··· Exercise materials
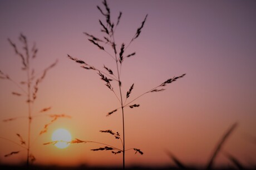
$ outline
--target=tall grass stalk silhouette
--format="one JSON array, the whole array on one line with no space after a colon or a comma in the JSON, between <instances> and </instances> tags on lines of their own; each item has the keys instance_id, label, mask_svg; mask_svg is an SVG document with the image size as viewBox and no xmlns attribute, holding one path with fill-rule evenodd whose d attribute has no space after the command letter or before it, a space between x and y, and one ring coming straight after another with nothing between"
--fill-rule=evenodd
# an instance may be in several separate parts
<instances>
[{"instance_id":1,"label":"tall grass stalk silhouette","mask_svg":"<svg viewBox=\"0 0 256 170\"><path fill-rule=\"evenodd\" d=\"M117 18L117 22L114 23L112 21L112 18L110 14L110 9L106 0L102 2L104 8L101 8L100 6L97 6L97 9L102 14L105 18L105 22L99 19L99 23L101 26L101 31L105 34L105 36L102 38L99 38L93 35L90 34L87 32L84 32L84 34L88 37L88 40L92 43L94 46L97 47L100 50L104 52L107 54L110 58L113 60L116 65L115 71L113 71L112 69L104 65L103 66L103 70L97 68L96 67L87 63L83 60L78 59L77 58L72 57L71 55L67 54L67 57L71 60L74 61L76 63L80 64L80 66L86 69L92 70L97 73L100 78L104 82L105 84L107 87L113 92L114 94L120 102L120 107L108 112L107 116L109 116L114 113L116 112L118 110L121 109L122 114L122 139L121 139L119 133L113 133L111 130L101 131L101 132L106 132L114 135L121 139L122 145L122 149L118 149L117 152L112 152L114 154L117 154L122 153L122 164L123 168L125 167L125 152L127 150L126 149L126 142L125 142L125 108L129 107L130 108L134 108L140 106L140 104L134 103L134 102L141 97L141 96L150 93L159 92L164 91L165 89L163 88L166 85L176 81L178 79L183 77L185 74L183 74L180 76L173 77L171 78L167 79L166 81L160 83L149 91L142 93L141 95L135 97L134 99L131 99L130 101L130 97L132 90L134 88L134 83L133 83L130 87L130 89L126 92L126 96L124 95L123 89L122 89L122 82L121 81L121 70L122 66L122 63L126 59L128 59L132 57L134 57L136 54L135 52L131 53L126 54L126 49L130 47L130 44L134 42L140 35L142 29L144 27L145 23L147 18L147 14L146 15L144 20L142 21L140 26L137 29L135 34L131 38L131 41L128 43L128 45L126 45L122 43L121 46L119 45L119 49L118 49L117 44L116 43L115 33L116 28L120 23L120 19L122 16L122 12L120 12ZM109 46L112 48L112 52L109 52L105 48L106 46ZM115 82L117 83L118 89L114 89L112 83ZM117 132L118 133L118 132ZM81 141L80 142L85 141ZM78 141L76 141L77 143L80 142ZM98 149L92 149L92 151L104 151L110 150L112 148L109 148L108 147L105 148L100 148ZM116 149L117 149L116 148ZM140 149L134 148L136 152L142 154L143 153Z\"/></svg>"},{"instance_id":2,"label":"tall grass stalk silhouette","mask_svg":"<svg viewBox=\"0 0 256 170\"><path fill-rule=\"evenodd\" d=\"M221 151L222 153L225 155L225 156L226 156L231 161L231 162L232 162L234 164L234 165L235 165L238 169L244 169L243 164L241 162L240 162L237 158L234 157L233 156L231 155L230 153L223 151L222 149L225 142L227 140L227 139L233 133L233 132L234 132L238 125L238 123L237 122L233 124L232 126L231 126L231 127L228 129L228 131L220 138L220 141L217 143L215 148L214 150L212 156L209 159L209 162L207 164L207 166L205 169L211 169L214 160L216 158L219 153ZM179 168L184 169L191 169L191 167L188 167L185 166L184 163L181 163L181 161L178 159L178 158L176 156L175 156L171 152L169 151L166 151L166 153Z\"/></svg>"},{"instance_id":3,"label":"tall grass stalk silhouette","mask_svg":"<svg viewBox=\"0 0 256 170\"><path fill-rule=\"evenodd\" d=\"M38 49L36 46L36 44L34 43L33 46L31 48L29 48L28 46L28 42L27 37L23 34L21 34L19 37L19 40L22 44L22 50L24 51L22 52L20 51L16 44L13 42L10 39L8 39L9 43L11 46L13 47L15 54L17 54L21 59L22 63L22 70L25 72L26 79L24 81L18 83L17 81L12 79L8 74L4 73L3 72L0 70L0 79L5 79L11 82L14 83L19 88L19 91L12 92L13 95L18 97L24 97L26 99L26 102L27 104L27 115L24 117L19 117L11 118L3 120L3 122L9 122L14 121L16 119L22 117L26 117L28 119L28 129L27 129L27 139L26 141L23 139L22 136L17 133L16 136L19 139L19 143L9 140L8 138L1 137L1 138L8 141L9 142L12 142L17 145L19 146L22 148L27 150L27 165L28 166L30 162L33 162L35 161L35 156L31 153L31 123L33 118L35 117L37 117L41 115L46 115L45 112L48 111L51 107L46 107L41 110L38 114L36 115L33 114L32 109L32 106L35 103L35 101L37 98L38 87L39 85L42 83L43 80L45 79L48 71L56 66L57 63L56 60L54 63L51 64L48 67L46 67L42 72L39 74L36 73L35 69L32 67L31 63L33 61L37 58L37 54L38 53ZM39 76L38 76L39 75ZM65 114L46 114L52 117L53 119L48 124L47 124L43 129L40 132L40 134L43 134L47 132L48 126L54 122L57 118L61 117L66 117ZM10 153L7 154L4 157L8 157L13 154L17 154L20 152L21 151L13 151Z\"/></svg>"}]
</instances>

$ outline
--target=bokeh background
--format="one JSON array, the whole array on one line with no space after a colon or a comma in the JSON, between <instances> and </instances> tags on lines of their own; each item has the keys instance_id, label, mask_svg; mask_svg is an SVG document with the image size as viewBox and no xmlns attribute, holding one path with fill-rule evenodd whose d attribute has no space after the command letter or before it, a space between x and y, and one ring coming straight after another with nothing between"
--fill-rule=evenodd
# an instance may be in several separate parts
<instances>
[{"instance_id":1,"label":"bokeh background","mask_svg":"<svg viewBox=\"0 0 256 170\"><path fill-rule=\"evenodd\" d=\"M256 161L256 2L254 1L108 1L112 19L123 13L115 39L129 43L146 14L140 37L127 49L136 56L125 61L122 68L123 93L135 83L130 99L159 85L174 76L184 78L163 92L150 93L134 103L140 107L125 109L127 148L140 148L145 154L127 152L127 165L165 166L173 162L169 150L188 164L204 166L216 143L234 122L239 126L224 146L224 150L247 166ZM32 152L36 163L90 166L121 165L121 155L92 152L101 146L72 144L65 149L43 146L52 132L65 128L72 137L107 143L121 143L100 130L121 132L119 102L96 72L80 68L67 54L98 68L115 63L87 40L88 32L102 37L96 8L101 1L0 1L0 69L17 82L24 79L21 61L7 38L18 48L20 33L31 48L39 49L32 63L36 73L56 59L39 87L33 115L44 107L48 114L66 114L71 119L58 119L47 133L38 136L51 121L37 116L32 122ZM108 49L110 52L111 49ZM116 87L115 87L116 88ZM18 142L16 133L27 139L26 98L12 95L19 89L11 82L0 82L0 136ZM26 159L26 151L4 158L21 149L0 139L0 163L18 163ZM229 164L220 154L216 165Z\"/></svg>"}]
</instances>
······
Task to complete. Output all of the records exactly as they appear above, but not the pictures.

Task response.
$ outline
--target=tall grass stalk silhouette
--format="one JSON array, the whole array on one line with no space after a colon or a comma in the JSON, between <instances> and </instances> tags on lines of their own; each item has the keys instance_id, label, mask_svg; mask_svg is an SVG document with the image size as viewBox and no xmlns attribute, holding one path with fill-rule evenodd whose d attribute has no space after the command letter or before it, a space between x and y, and one ring coming straight after another with nothing between"
--fill-rule=evenodd
# an instance may be in several separate parts
<instances>
[{"instance_id":1,"label":"tall grass stalk silhouette","mask_svg":"<svg viewBox=\"0 0 256 170\"><path fill-rule=\"evenodd\" d=\"M117 18L117 22L114 23L112 21L112 18L110 14L110 9L106 0L102 2L104 8L101 8L100 6L97 6L97 9L102 14L105 18L105 22L99 19L99 23L101 26L101 31L105 34L105 36L102 38L99 38L93 35L90 34L87 32L84 32L84 34L88 37L88 40L92 43L94 46L97 47L100 50L104 52L107 54L110 58L113 60L116 65L115 71L113 71L112 69L104 65L103 66L103 70L97 68L96 67L87 63L83 60L78 59L77 58L72 57L71 55L67 54L67 57L71 60L74 61L76 63L80 64L80 66L86 69L92 70L97 73L100 78L104 82L105 84L107 87L113 92L114 94L120 102L120 107L108 112L107 116L109 116L114 113L116 112L118 110L121 109L122 114L122 139L121 139L119 133L113 133L111 130L101 131L101 132L106 132L114 135L121 139L122 145L122 149L118 149L117 152L112 152L114 154L117 154L122 153L122 164L123 168L125 167L125 152L127 150L126 149L126 142L125 142L125 108L129 107L130 108L134 108L140 106L140 104L134 103L134 102L141 97L141 96L150 93L159 92L164 91L165 89L163 88L166 85L176 81L178 79L183 77L185 74L183 74L180 76L173 77L171 78L167 79L166 81L160 83L149 91L142 93L141 95L135 97L134 99L131 99L130 101L130 97L132 90L134 88L134 83L133 83L130 87L130 89L126 92L126 96L124 95L123 89L122 89L122 82L121 81L121 70L122 66L122 63L126 59L128 59L132 57L134 57L136 54L135 52L131 53L126 54L126 49L130 47L130 44L134 42L140 35L142 29L144 27L145 23L147 18L147 14L146 15L144 20L142 21L140 26L137 29L135 34L131 38L131 41L128 43L128 45L126 45L122 43L121 46L119 45L119 49L118 49L117 44L116 43L115 33L116 28L120 23L120 19L122 16L122 12L120 12ZM109 46L112 48L112 52L109 52L105 48L106 46ZM115 82L117 83L118 89L114 89L112 83ZM117 132L118 133L118 132ZM81 141L80 142L85 141ZM78 141L76 141L77 143L80 142ZM98 149L92 149L92 151L104 151L110 150L112 148L109 148L108 147L105 148L100 148ZM116 149L117 149L116 148ZM140 149L134 148L136 152L142 154L143 153Z\"/></svg>"},{"instance_id":2,"label":"tall grass stalk silhouette","mask_svg":"<svg viewBox=\"0 0 256 170\"><path fill-rule=\"evenodd\" d=\"M221 151L222 153L225 155L225 156L226 156L231 161L231 162L232 162L234 164L234 165L235 165L238 169L244 169L243 164L241 162L240 162L237 158L234 157L233 156L231 155L230 153L223 151L222 149L225 142L227 140L227 139L233 133L233 132L234 132L238 125L238 123L237 122L233 124L232 126L231 126L231 127L228 129L228 131L220 138L220 141L217 143L215 148L214 150L212 156L209 159L209 162L207 164L207 166L205 169L211 169L214 160L216 158L219 153ZM179 168L184 169L191 169L191 167L188 167L185 166L184 163L181 163L181 161L178 159L178 158L176 156L175 156L171 152L169 151L166 151L166 153Z\"/></svg>"},{"instance_id":3,"label":"tall grass stalk silhouette","mask_svg":"<svg viewBox=\"0 0 256 170\"><path fill-rule=\"evenodd\" d=\"M38 49L36 46L36 44L34 43L33 46L31 48L29 48L28 46L28 42L27 37L23 34L21 34L19 37L19 40L22 44L22 50L24 51L22 52L20 51L16 44L13 42L10 39L8 39L9 43L11 46L13 47L15 54L17 54L21 59L22 63L22 70L25 72L26 79L24 81L18 83L17 81L12 79L8 74L4 73L3 72L0 70L0 79L5 79L11 82L14 83L19 88L19 91L12 92L13 95L18 97L24 97L26 99L26 102L27 104L27 115L24 117L19 117L11 118L3 120L3 122L9 122L14 121L16 119L22 117L26 117L28 119L28 129L27 129L27 139L26 141L23 139L22 136L17 133L16 136L19 139L19 143L9 140L8 138L1 137L1 138L8 141L9 142L12 142L17 145L19 146L22 148L27 150L27 165L28 166L30 162L33 162L35 161L35 156L31 153L31 123L33 118L35 117L37 117L41 115L46 115L45 112L48 111L51 107L46 107L41 110L38 114L36 115L33 114L32 109L32 106L35 103L35 101L37 98L38 87L39 85L42 83L43 80L45 79L48 71L56 66L57 63L56 60L54 63L51 64L48 67L46 67L42 72L39 74L36 73L35 69L32 67L31 63L33 61L37 58L37 54L38 53ZM39 76L38 76L39 75ZM65 114L46 114L52 117L53 119L48 124L47 124L43 129L40 132L40 134L43 134L47 132L48 126L54 122L57 118L61 117L66 117ZM10 153L7 154L4 157L8 157L13 154L17 154L20 152L21 151L13 151Z\"/></svg>"}]
</instances>

$ outline
--target=bokeh background
--format="one JSON array, the whole array on one line with no space after a colon or a comma in the JSON, between <instances> and </instances> tags on lines of their own; each item has the keys instance_id, label, mask_svg; mask_svg is an SVG document with the image size as viewBox and no xmlns attribute, holding one path with fill-rule evenodd whose d attribute has no space after the command letter or before it, a space between x and y, and one ring coming straight after another with nothing between"
--fill-rule=evenodd
# an instance may be in several separate parts
<instances>
[{"instance_id":1,"label":"bokeh background","mask_svg":"<svg viewBox=\"0 0 256 170\"><path fill-rule=\"evenodd\" d=\"M256 161L256 2L254 1L108 1L112 19L123 13L115 39L129 43L146 14L140 37L127 49L136 56L125 61L122 68L123 93L135 83L130 99L159 85L174 76L184 78L163 92L150 93L134 103L140 107L125 109L127 148L140 148L145 154L127 152L127 165L165 166L173 162L169 150L188 164L204 166L216 143L234 122L239 126L224 146L224 150L247 166ZM32 152L36 163L90 166L121 165L121 155L92 152L101 146L72 144L65 149L43 146L52 132L65 128L72 137L107 143L121 143L100 130L121 132L119 102L96 72L80 68L67 54L98 68L115 63L87 40L88 32L102 37L96 8L101 1L0 1L0 69L17 82L24 79L21 61L7 38L18 48L20 33L31 48L39 49L32 63L36 73L56 59L39 87L33 115L44 107L48 114L66 114L71 119L58 119L47 133L38 136L51 121L37 116L32 122ZM108 49L110 52L111 49ZM116 87L115 87L116 88ZM18 142L16 133L27 139L26 98L12 95L19 89L11 82L0 82L0 136ZM26 159L26 151L4 158L21 149L0 139L0 163L18 163ZM229 164L220 154L216 165Z\"/></svg>"}]
</instances>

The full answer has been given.